*** MATERIAL FOR THIS EXERCISE Section Begins ***

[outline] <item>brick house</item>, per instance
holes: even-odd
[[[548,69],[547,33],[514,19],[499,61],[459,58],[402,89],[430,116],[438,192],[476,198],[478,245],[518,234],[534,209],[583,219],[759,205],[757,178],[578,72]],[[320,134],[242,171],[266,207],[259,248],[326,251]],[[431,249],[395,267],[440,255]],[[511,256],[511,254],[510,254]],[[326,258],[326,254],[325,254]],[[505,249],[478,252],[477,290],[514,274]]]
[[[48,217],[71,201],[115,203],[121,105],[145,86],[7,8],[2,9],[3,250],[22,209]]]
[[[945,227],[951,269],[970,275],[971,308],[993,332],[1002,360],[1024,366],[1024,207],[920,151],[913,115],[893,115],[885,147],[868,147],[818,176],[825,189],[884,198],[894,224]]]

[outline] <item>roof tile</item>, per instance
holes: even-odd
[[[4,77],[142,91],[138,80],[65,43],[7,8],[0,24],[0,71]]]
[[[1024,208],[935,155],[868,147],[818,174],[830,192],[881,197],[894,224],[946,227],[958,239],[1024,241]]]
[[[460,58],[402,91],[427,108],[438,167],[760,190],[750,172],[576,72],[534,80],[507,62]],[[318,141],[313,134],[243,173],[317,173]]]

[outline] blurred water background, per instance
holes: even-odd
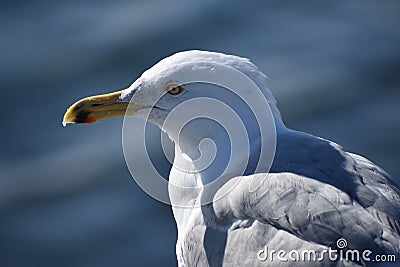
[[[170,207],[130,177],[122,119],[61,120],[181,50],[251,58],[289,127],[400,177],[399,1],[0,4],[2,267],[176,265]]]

*** MATERIAL FOR THIS EXERCISE Section Ends ***

* [PROBLEM DETAILS]:
Copy the data verbatim, skipping any image it holds.

* [SOLUTION BELOW]:
[outline] <item>brick house</item>, per instance
holes: even-odd
[[[548,69],[547,33],[514,19],[499,61],[459,58],[402,89],[430,116],[438,192],[476,198],[478,245],[518,234],[534,209],[583,219],[759,205],[757,178],[578,72]],[[320,134],[242,171],[266,207],[259,248],[326,251]],[[431,249],[395,267],[440,255]],[[511,256],[511,254],[510,254]],[[326,258],[326,254],[325,254]],[[505,249],[478,252],[477,290],[514,274]]]
[[[48,217],[71,201],[115,203],[121,105],[145,86],[7,8],[2,9],[3,250],[22,209]]]
[[[945,227],[951,269],[970,275],[971,308],[993,332],[1002,360],[1024,366],[1024,207],[920,151],[913,115],[893,115],[885,147],[868,147],[818,176],[825,189],[884,198],[894,224]]]

[outline] <item>roof tile</item>, per instance
holes: even-odd
[[[4,77],[142,91],[138,80],[65,43],[7,8],[0,24],[0,71]]]
[[[1024,208],[935,155],[868,147],[818,174],[830,192],[881,197],[894,224],[946,227],[958,239],[1024,241]]]
[[[460,58],[402,91],[427,108],[438,167],[760,190],[750,172],[576,72],[534,80],[507,62]],[[318,141],[313,134],[243,173],[317,173]]]

[outline] blurred water background, per instance
holes: even-odd
[[[170,207],[130,177],[122,119],[61,120],[181,50],[251,58],[289,127],[400,177],[399,1],[0,4],[2,267],[176,265]]]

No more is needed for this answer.